Point-based annotation data
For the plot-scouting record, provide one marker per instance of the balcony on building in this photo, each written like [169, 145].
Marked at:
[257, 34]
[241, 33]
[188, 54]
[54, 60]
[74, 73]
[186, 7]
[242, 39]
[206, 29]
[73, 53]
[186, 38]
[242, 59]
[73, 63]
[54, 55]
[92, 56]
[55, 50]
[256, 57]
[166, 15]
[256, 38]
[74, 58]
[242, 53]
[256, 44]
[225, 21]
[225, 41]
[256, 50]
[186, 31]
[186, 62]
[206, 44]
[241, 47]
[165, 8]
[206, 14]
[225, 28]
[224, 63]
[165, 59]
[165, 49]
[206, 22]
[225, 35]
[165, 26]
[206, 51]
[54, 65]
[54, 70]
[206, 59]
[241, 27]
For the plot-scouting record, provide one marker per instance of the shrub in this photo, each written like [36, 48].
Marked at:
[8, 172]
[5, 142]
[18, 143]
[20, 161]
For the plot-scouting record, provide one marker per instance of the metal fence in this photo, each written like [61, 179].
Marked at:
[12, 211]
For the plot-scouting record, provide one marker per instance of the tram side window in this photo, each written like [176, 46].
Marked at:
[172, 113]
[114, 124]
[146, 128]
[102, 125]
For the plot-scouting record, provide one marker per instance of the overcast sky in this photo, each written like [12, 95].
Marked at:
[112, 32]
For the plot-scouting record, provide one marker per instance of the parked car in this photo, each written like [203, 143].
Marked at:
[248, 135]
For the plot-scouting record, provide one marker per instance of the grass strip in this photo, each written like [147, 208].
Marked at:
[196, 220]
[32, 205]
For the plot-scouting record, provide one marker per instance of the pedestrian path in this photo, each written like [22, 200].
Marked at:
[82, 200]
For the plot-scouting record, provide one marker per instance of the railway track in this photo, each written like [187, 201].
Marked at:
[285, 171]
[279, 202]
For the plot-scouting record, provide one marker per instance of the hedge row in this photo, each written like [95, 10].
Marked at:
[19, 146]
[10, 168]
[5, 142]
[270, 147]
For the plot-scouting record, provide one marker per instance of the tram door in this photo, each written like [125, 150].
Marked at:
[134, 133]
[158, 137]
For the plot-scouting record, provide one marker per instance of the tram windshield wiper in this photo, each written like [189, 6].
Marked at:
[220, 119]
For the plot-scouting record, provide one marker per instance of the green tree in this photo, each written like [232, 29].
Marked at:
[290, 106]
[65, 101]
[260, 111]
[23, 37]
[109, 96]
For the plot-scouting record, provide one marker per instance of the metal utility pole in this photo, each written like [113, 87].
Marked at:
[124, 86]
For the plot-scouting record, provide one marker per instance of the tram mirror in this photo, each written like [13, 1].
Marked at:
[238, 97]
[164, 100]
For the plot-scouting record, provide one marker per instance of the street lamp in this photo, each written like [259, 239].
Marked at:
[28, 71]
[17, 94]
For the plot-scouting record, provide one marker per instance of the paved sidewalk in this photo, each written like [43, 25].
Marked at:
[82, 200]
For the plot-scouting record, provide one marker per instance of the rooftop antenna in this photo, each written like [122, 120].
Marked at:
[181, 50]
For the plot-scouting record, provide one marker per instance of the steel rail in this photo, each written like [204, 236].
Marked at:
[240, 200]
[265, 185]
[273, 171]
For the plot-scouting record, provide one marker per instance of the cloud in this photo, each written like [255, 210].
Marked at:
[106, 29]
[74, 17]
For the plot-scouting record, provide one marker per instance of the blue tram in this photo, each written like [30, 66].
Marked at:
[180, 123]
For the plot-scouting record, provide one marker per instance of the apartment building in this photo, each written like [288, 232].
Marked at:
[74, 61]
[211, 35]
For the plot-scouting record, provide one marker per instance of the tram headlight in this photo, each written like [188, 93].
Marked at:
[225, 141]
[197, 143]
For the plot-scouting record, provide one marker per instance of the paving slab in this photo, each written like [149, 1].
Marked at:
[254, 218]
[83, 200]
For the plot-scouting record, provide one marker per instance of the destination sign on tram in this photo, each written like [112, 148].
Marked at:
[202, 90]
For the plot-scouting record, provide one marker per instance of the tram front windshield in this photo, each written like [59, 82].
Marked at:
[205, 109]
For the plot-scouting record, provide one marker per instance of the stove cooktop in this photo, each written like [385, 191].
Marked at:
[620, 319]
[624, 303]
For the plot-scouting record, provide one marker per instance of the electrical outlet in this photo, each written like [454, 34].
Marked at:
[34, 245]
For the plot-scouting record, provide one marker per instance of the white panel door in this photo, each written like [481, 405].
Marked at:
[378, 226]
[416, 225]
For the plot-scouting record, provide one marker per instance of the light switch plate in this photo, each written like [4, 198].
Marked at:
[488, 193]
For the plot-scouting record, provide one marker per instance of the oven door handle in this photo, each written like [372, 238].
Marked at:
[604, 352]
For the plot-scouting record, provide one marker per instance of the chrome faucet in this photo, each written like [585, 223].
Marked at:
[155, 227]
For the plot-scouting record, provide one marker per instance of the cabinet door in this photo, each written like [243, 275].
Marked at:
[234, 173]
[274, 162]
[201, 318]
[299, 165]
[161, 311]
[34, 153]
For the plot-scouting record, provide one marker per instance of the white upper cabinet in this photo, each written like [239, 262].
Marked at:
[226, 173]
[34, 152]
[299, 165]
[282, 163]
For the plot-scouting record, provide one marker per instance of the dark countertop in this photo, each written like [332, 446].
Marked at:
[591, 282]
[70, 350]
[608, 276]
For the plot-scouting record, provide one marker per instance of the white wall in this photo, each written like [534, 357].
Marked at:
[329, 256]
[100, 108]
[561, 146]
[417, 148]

### THE PROBLEM
Return every record above exactly as it appears.

### WRITTEN REPLY
For the plot-scouting record, provide one marker per instance of the balcony on building in this photo, each written like [169, 145].
Marked at:
[257, 34]
[241, 33]
[188, 54]
[54, 60]
[74, 73]
[186, 7]
[242, 39]
[206, 29]
[73, 53]
[186, 38]
[242, 59]
[73, 63]
[54, 55]
[92, 56]
[55, 50]
[256, 57]
[166, 15]
[256, 38]
[74, 58]
[242, 53]
[256, 44]
[225, 21]
[225, 41]
[256, 50]
[186, 31]
[186, 62]
[206, 44]
[241, 47]
[165, 8]
[206, 14]
[225, 28]
[224, 63]
[165, 59]
[165, 49]
[206, 22]
[225, 35]
[165, 26]
[206, 51]
[54, 65]
[54, 70]
[206, 59]
[241, 27]
For the plot-scouting record, provide one marker per instance of the shrub in this photo, each written like [36, 48].
Marked at:
[8, 172]
[5, 142]
[18, 143]
[20, 161]
For the plot-scouting record, provide one marker per instance of the metal fence in this photo, each written like [61, 179].
Marked at:
[12, 211]
For the plot-scouting record, provide one marker per instance of the tram side window in this photo, each written like [176, 46].
Marked at:
[172, 113]
[114, 124]
[146, 128]
[102, 125]
For the plot-scouting record, provide one marker per instance of the overcast sky in this photo, each written like [12, 95].
Marked at:
[112, 32]
For the plot-scouting record, provide one marker per instance of the parked car in this photo, each written like [203, 143].
Marked at:
[248, 135]
For the plot-scouting record, provide one marker per instance of the grass strip in this photo, each written like [147, 208].
Marked at:
[196, 220]
[32, 205]
For the plot-scouting record, provide one marker per instance of the pedestrian path in this photo, each written like [22, 200].
Marked at:
[82, 200]
For the plot-scouting record, provide one marker per instance of the railway track in this photo, each written like [187, 201].
Marked at:
[285, 171]
[279, 202]
For the plot-scouting record, provide one marker per instance of the hedge row in this photo, each written like [95, 10].
Marked at:
[19, 146]
[10, 168]
[5, 142]
[270, 147]
For the plot-scouting record, provide one marker per instance of the tram door in this photo, each written like [125, 150].
Marked at:
[134, 133]
[158, 137]
For the plot-scouting record, provide one marker per instance of the tram windshield wiper in this photo, each written like [189, 6].
Marked at:
[220, 119]
For the plot-scouting record, provide one marker per instance of the green tree in this photo, each written like [232, 29].
Marked at:
[290, 106]
[65, 101]
[260, 111]
[23, 37]
[109, 96]
For the plot-scouting record, provide one marker per instance of the metal utility pole in this photo, each written like [113, 87].
Marked at:
[124, 86]
For the plot-scouting record, provide one marker per instance of the tram mirror in this photo, each written like [13, 1].
Marked at:
[238, 97]
[164, 100]
For the plot-scouting record, provide one marker per instance of the street lamp in this photo, each written like [259, 239].
Marked at:
[28, 71]
[17, 94]
For the plot-scouting record, provide one marker per instance of the paved sidewalk in this photo, each written like [43, 25].
Marked at:
[82, 200]
For the plot-scouting record, provide one marker per instance of the rooftop antenna in this photo, each written like [122, 120].
Marked at:
[181, 50]
For the plot-scouting record, provide one marker per instance of the steel rail in this photo, each written like [204, 236].
Marked at:
[240, 200]
[265, 185]
[273, 171]
For the plot-scouting record, provide one marker per instance of the cloud in this photo, each written like [255, 210].
Marked at:
[106, 29]
[74, 17]
For the plot-scouting record, provide one marker per instance of the blue tram in this photo, each written like [30, 66].
Marked at:
[180, 123]
For the plot-scouting record, provide one marker per instance of the apartment building in this photo, each written like [288, 232].
Marked at:
[74, 61]
[211, 35]
For the plot-scouting record, provide one marker per instance of the tram headlight in this photo, each written like [188, 93].
Marked at:
[225, 141]
[197, 143]
For the plot-scouting record, provide one marker per instance of the paving slab in this photo, each written like [149, 1].
Marked at:
[254, 218]
[83, 200]
For the plot-scouting record, provide one marker per instance of the destination sign on tram in this photo, each written like [112, 148].
Marked at:
[202, 90]
For the plot-scouting record, provide one marker per instance of the tram front windshield in this photo, each written like [59, 82].
Marked at:
[205, 109]
For the plot-scouting record, provide one marker per instance of the stove cooktop in this photo, each written like [385, 191].
Marked at:
[620, 319]
[624, 303]
For the plot-scouting record, provide one marker per instance of the electrical outlet in this photo, each written like [454, 34].
Marked at:
[34, 245]
For the plot-scouting record, provide one marker per instance of the white panel door in this photo, each written like [481, 405].
Marked at:
[378, 226]
[416, 225]
For the plot-scouting record, provide one marker per instance of the light switch plate in this photo, each written like [4, 198].
Marked at:
[488, 193]
For the plot-scouting record, provide one marker per instance of the oven door handle in this photo, each written like [372, 238].
Marked at:
[604, 352]
For the plot-scouting record, provide one marker per instance of the chrome faucet in this photo, each written like [585, 223].
Marked at:
[155, 227]
For the plot-scouting record, provide one marker per instance of the cabinet door in this photo, each written like [243, 275].
Marked at:
[234, 173]
[274, 162]
[201, 318]
[299, 165]
[161, 311]
[34, 153]
For the plot-scouting record, provide one marker per instance of the white upper cabinet in this photo, each written like [239, 262].
Marked at:
[226, 173]
[34, 152]
[299, 165]
[282, 163]
For the plot-scouting record, provide one marker per instance of the dark countertop in this photo, each written like [332, 446].
Marked at:
[591, 282]
[70, 350]
[608, 276]
For the plot-scouting record, provide one marker per instance of the white wall in this photo, each written like [534, 357].
Marked at:
[329, 256]
[100, 108]
[561, 146]
[417, 148]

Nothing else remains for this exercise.